• TASK DIRECTIONS:
Please copy every line from the start through the line containing "x=191 y=250", with each x and y coordinate in the answers multiplied by 0.3 and rounded to a whole number, halves going up. All other numbers stay unchanged, and the pictures are left out.

** start **

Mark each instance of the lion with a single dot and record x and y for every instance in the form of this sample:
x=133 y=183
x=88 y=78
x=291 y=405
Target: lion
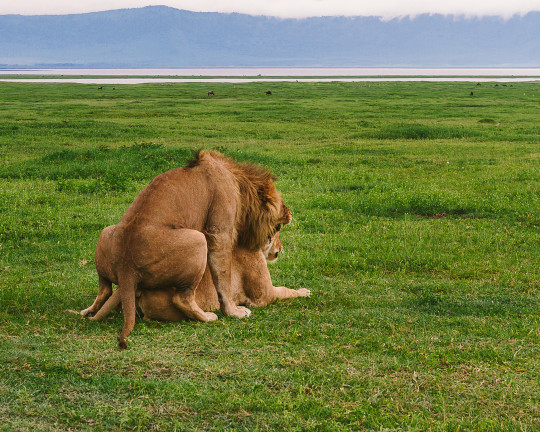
x=250 y=281
x=196 y=216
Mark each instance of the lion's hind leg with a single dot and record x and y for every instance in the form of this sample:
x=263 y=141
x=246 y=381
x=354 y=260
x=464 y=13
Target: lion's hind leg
x=104 y=292
x=112 y=302
x=191 y=250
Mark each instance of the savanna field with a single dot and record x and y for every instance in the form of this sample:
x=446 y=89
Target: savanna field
x=416 y=225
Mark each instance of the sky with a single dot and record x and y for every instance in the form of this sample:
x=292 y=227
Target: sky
x=286 y=8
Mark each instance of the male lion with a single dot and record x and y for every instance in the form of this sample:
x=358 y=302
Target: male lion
x=184 y=219
x=250 y=282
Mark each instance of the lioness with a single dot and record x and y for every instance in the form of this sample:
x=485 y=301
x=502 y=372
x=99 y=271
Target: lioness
x=250 y=282
x=195 y=216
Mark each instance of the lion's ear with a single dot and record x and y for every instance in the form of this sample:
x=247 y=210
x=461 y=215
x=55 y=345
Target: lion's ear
x=285 y=214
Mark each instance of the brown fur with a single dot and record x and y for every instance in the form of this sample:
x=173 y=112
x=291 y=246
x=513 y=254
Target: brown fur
x=251 y=285
x=183 y=220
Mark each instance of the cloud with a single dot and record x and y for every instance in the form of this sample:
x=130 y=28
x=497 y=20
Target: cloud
x=288 y=8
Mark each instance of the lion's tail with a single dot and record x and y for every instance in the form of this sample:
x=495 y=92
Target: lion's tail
x=127 y=287
x=109 y=305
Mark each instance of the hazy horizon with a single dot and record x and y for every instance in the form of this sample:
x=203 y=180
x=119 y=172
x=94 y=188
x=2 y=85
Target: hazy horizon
x=386 y=9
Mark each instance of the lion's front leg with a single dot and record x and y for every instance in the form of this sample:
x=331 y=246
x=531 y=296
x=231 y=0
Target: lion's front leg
x=283 y=293
x=219 y=263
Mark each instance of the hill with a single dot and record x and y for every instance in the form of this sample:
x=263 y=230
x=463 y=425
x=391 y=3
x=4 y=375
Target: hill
x=159 y=36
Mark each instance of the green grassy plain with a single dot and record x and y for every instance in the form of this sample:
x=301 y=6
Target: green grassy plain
x=416 y=224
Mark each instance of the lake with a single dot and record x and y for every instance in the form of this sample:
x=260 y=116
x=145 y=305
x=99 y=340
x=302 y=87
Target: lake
x=238 y=75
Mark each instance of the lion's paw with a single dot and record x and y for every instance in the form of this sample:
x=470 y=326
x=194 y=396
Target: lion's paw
x=304 y=292
x=240 y=312
x=84 y=312
x=210 y=316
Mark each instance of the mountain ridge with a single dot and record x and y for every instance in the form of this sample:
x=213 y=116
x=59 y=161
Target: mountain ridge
x=161 y=36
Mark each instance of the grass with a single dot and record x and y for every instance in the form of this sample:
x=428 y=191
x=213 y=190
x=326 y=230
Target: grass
x=415 y=224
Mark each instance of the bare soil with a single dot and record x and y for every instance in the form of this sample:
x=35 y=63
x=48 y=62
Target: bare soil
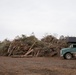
x=37 y=66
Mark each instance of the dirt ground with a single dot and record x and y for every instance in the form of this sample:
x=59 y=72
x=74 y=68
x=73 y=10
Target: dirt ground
x=37 y=66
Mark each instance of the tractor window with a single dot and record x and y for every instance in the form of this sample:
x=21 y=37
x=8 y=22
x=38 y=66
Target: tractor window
x=74 y=46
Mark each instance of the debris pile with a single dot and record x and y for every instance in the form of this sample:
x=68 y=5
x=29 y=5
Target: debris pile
x=30 y=46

** end **

• PROBLEM SOLUTION:
Mark each instance of the lion with a single dot and record x and y for every instance in the form of this sample:
x=133 y=183
x=88 y=78
x=291 y=405
Target: lion
x=75 y=84
x=59 y=65
Mark each instance of the lion's hind leg with a single dot and record x and y for every instance in the form of this sample:
x=263 y=141
x=246 y=381
x=354 y=260
x=464 y=13
Target: lion's hind leg
x=31 y=88
x=34 y=91
x=57 y=75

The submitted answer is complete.